- **Material provided**
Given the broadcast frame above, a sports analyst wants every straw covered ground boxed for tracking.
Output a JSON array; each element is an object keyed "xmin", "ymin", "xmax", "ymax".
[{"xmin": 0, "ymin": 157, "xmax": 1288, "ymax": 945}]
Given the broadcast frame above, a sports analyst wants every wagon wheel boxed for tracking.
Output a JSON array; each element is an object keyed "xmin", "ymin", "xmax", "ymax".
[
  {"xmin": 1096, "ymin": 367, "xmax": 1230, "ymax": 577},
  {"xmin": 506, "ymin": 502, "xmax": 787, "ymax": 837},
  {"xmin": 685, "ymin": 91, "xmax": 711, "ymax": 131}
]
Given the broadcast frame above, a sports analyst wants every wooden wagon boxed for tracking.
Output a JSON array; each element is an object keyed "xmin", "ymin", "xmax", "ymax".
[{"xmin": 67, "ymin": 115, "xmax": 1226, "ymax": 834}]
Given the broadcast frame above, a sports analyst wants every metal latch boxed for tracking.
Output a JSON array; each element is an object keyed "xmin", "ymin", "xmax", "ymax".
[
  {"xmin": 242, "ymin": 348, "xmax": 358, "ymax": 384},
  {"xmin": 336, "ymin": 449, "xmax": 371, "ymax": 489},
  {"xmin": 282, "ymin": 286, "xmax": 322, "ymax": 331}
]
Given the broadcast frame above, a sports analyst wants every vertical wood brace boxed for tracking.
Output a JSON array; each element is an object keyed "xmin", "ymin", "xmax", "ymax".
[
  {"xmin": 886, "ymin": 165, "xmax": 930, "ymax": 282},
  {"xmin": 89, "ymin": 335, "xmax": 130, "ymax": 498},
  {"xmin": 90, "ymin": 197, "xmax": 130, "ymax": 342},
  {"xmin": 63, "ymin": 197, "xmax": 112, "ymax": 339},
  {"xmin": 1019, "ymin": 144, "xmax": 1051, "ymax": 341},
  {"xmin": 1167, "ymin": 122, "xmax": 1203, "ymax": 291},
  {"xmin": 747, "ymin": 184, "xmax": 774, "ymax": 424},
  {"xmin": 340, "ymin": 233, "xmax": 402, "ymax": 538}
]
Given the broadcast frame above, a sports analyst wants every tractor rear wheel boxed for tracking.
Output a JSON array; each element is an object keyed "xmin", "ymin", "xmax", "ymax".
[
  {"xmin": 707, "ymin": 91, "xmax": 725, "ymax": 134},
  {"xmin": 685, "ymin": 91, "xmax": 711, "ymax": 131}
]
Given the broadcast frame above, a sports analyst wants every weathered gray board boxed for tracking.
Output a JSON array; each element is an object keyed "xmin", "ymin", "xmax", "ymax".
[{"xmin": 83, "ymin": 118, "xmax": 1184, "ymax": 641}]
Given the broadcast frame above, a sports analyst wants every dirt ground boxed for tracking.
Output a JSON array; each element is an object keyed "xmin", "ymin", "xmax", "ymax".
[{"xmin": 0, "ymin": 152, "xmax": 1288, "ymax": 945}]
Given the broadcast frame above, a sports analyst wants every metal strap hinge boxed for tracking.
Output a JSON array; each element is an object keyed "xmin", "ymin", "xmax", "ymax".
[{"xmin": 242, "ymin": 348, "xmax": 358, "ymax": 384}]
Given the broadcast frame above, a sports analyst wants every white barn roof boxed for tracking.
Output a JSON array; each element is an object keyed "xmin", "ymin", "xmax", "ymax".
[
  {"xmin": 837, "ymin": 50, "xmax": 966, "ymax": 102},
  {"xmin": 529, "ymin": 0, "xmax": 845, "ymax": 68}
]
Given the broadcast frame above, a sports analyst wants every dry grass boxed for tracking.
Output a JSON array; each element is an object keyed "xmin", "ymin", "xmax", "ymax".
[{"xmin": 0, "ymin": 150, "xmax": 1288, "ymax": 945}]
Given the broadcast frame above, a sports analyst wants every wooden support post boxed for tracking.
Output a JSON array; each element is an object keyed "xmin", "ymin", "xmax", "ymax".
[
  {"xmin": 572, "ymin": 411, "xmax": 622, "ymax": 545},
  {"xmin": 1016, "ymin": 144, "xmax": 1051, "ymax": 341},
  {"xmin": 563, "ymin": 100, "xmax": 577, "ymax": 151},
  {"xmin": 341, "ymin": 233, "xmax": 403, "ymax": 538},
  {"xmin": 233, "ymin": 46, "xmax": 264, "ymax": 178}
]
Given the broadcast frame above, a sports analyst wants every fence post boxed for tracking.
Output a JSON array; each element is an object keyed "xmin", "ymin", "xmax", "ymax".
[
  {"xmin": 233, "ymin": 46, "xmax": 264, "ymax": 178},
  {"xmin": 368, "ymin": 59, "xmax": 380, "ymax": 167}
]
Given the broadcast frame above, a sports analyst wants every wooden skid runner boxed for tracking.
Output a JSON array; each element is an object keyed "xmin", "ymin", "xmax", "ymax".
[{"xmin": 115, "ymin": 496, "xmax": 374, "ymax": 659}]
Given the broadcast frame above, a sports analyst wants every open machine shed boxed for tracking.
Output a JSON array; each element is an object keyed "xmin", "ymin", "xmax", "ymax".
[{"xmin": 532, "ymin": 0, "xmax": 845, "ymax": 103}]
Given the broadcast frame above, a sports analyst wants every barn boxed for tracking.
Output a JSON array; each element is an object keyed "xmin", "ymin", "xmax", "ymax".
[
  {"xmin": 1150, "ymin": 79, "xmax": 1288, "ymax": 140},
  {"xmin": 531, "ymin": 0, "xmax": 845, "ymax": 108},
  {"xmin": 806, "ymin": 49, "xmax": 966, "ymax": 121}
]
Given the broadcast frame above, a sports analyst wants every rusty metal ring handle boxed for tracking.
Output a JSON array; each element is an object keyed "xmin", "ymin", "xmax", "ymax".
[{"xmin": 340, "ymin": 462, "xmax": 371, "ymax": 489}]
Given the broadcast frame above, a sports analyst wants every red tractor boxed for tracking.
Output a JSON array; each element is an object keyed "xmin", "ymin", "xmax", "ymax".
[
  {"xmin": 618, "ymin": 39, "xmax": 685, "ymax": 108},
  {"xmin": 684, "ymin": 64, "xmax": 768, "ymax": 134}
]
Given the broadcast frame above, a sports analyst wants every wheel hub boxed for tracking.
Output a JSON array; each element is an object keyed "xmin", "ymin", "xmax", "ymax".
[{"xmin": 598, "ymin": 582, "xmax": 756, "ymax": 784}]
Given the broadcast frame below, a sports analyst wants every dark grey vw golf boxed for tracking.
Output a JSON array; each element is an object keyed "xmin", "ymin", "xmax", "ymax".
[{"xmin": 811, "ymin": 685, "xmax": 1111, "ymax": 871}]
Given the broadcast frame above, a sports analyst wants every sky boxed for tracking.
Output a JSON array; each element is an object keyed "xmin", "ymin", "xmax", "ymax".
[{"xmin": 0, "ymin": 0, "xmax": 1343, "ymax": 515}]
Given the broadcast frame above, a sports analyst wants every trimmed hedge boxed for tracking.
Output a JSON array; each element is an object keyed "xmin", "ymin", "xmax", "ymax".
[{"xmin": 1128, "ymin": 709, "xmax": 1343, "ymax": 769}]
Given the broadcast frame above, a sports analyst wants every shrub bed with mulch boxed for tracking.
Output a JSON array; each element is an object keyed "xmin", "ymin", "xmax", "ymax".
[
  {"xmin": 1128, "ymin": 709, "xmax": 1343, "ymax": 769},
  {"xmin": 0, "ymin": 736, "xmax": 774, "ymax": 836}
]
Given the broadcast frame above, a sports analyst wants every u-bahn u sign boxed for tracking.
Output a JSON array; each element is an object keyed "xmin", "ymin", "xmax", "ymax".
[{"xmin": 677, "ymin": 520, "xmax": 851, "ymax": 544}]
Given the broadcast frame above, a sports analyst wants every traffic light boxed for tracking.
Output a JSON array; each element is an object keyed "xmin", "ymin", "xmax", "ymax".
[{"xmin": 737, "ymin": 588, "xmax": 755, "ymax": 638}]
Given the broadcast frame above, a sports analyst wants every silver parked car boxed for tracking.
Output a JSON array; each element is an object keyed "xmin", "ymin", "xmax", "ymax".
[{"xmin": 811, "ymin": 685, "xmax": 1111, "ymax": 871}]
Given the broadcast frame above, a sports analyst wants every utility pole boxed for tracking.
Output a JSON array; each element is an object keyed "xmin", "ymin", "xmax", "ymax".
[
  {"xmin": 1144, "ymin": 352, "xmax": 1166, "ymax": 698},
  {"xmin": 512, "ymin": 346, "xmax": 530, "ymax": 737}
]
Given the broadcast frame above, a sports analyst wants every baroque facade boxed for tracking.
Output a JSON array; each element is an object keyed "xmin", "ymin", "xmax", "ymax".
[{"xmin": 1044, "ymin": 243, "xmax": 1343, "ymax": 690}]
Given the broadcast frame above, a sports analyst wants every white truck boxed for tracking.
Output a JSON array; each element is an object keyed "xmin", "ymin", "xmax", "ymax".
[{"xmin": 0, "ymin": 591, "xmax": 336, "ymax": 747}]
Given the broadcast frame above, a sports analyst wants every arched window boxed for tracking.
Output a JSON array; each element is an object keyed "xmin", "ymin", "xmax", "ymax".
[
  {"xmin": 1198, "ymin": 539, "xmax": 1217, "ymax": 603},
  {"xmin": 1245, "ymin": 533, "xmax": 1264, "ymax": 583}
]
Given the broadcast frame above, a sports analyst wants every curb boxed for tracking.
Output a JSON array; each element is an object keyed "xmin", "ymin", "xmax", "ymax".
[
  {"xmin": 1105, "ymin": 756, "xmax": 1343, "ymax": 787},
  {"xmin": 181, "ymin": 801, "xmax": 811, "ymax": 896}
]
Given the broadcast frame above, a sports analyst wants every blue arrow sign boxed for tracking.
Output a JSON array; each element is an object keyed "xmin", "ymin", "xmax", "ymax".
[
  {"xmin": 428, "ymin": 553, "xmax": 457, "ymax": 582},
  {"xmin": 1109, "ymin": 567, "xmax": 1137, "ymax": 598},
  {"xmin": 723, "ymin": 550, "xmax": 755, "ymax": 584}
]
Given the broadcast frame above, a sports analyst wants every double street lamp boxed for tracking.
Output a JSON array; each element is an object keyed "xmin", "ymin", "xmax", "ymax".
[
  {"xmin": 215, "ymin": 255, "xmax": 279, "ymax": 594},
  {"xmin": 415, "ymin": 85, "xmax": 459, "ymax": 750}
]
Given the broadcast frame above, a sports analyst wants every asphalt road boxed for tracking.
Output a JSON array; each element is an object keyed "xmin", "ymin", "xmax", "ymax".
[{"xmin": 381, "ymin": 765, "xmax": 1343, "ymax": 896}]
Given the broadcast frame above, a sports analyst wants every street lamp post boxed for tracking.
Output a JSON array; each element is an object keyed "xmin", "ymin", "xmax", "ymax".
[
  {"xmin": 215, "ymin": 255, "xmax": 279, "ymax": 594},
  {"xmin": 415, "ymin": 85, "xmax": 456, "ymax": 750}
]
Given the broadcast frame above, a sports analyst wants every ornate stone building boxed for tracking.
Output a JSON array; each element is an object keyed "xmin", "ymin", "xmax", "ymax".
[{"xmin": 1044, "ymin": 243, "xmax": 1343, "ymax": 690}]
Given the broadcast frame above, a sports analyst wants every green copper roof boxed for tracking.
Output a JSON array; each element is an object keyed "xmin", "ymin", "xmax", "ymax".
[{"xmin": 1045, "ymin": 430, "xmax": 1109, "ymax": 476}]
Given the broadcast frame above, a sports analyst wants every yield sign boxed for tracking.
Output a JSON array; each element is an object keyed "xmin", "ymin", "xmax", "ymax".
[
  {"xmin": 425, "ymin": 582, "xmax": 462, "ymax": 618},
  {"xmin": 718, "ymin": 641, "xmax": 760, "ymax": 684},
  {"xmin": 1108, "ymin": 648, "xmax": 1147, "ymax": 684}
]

- **What is asked**
Return each line of the records above that contains the string "barn", copied in full. The match is case-sensitive.

- **In response**
Given the broadcast frame above, a sports analyst wants every white barn roof boxed for tracking.
Given the broadcast frame above, a sports analyst wants every barn boxed for tracking.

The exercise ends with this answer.